Folha - Mas nesse confronto, que o sr. chama de linguístico, o presidente cobrou do Judiciário a iniciativa de reformar sua estrutura, e o ministro Sepúlveda Pertence (presidente do STF) disse que a reforma não tinha saído por falta de empenho do próprio governo. De quem é a culpa?
Jobim - O presidente se referiu a reformas regimentais que possam acelerar o procedimento interno. Não se imagina que a reforma exclusiva da Constituição vai mudar tudo. É a velha concepção bacharelesca, que acha que reforma é alterar lei, quando, na verdade, você tem alteração de procedimentos internos.
O que pode ser feito? Uma das coisas é escrever menos. Outra: creio que há necessidade de um juízo crítico interno. Às vezes, a discussão se limita a estabelecer quem tem mais poder.
Por exemplo, na discussão da súmula vinculante, os juízes de primeiro grau criticam. Isso é falso. Está se definindo que as interpretações da lei, feitas de forma reiterada pelos tribunais superiores, consolidam-se e passam a ser obrigatórias para todos.
Eu tive uma atividade muito intensa no Congresso e cheguei à seguinte conclusão: a lei, quanto mais clara, menos maioria consegue. Cada vez mais se introduziram na lei brasileira advérbios de modos e adjetivos. Então, quando não há uma hegemonia de pensamento dentro do Congresso, a ambiguidade da lei é condição para a sua aprovação.
Folha - É esse o motivo de tantas leis ambíguas, leis contestadas?
Jobim - É. Então, se você diz que a autoridade judicial pode escolher aleatoriamente qualquer sentido para a interpretação das leis, você está passando insegurança ao cidadão.
Há pesquisas muito interessantes feitas por organismos internacionais vinculando o nível de confiabilidade do Poder Judiciário à taxa de desenvolvimento. Ninguém faz investimentos de longo prazo quando tem sistemas judiciais não confiáveis.

**Trecho dos dados**
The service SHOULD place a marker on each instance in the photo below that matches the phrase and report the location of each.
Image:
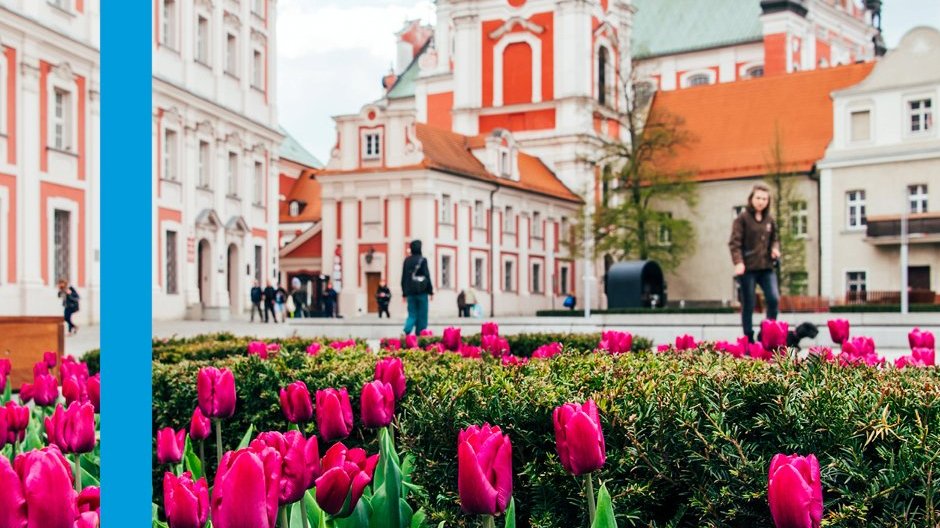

**Enunciado**
Diga se cada afirmação concorda com a entrevista, respondendo sim ou não e citando as palavras dela que decidem: (a) Jobim aponta escrever menos como uma das coisas que podem ser feitas; (b) segundo Jobim, os juízes de primeiro grau apoiam a súmula vinculante; (c) para Jobim, quanto mais clara a lei, mais maioria ela consegue. Os dados não serão usados aqui.

**Resposta**
(a) Sim: "Uma das coisas é escrever menos."
(b) Não: "na discussão da súmula vinculante, os juízes de primeiro grau criticam."
(c) Não: "a lei, quanto mais clara, menos maioria consegue."